Data for analysis below:
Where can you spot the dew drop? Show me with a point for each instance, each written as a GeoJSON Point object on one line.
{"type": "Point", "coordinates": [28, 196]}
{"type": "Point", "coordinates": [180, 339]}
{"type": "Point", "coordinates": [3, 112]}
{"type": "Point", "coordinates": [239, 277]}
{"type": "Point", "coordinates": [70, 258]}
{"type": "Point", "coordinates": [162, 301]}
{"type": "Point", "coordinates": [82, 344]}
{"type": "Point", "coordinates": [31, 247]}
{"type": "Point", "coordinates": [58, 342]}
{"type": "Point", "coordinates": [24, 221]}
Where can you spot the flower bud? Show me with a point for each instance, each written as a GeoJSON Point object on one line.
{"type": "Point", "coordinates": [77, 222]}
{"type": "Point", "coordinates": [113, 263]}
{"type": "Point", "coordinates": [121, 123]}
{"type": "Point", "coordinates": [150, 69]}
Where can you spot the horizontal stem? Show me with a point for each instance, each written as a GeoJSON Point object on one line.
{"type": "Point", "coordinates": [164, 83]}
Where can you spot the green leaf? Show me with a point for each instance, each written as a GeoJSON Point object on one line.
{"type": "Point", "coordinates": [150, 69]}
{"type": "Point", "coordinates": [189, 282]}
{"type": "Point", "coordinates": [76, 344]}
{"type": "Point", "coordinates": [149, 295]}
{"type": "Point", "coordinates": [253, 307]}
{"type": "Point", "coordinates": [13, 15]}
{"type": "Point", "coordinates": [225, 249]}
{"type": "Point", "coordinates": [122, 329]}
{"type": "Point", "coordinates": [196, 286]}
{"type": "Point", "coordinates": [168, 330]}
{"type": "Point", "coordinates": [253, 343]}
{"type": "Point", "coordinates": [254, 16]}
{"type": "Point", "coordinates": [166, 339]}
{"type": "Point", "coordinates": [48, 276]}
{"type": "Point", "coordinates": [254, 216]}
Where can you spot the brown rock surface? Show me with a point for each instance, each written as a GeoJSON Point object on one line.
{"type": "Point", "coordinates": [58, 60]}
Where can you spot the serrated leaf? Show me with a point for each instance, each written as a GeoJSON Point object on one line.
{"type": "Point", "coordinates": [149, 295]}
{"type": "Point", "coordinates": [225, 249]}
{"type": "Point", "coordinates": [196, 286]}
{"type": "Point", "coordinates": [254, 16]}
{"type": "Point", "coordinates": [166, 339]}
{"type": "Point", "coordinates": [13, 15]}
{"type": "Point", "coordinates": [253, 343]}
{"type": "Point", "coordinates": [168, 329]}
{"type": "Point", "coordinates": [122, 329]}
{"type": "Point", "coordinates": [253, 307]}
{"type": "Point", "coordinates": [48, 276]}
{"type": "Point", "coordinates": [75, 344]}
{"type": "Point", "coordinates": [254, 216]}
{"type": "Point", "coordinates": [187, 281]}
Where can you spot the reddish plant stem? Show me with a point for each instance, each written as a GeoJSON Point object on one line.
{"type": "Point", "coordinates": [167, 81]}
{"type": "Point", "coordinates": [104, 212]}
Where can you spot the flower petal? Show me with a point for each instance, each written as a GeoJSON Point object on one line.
End of Data for analysis.
_Your objective_
Without altering a single word, set down all the entries again.

_Your solution_
Where can you spot the dew drop? Show me with a point for each instance, each written as a GeoJSON Point object on one line.
{"type": "Point", "coordinates": [28, 196]}
{"type": "Point", "coordinates": [180, 339]}
{"type": "Point", "coordinates": [3, 112]}
{"type": "Point", "coordinates": [239, 277]}
{"type": "Point", "coordinates": [70, 258]}
{"type": "Point", "coordinates": [162, 301]}
{"type": "Point", "coordinates": [82, 344]}
{"type": "Point", "coordinates": [31, 247]}
{"type": "Point", "coordinates": [58, 342]}
{"type": "Point", "coordinates": [24, 221]}
Where can you spot the flower bud? Show me with a point for each instance, each written as a GeoJSON Point object on one line.
{"type": "Point", "coordinates": [77, 222]}
{"type": "Point", "coordinates": [113, 263]}
{"type": "Point", "coordinates": [121, 123]}
{"type": "Point", "coordinates": [150, 69]}
Where can you spot the horizontal stem? Show me with a point for each instance, each written as a GeoJSON Point object on one line.
{"type": "Point", "coordinates": [164, 83]}
Where can you spot the green leaf? Show me with a point for each instance, each written as a GeoJSON Point object on one line.
{"type": "Point", "coordinates": [150, 69]}
{"type": "Point", "coordinates": [189, 282]}
{"type": "Point", "coordinates": [76, 344]}
{"type": "Point", "coordinates": [149, 295]}
{"type": "Point", "coordinates": [253, 307]}
{"type": "Point", "coordinates": [13, 15]}
{"type": "Point", "coordinates": [225, 249]}
{"type": "Point", "coordinates": [122, 329]}
{"type": "Point", "coordinates": [196, 286]}
{"type": "Point", "coordinates": [168, 330]}
{"type": "Point", "coordinates": [253, 343]}
{"type": "Point", "coordinates": [254, 16]}
{"type": "Point", "coordinates": [166, 339]}
{"type": "Point", "coordinates": [48, 276]}
{"type": "Point", "coordinates": [254, 216]}
Where can you spot the brown rock surface? Show me with a point for each instance, each written as a GeoJSON Point object on one line.
{"type": "Point", "coordinates": [58, 60]}
Where can you spot the serrated leaf? Show me with a point for each instance, each written as a GeoJSON Point object on one line.
{"type": "Point", "coordinates": [149, 295]}
{"type": "Point", "coordinates": [225, 249]}
{"type": "Point", "coordinates": [196, 286]}
{"type": "Point", "coordinates": [254, 16]}
{"type": "Point", "coordinates": [166, 339]}
{"type": "Point", "coordinates": [13, 15]}
{"type": "Point", "coordinates": [253, 343]}
{"type": "Point", "coordinates": [168, 329]}
{"type": "Point", "coordinates": [122, 329]}
{"type": "Point", "coordinates": [253, 307]}
{"type": "Point", "coordinates": [48, 276]}
{"type": "Point", "coordinates": [75, 344]}
{"type": "Point", "coordinates": [254, 216]}
{"type": "Point", "coordinates": [187, 281]}
Where can you spot the reddish plant stem? Show me with a point for each instance, each written as a GeoJSON Point object on one line.
{"type": "Point", "coordinates": [167, 81]}
{"type": "Point", "coordinates": [104, 212]}
Where can you spot the flower petal? Show me with a point for each instance, each written as a GeoJSON Point object on one line.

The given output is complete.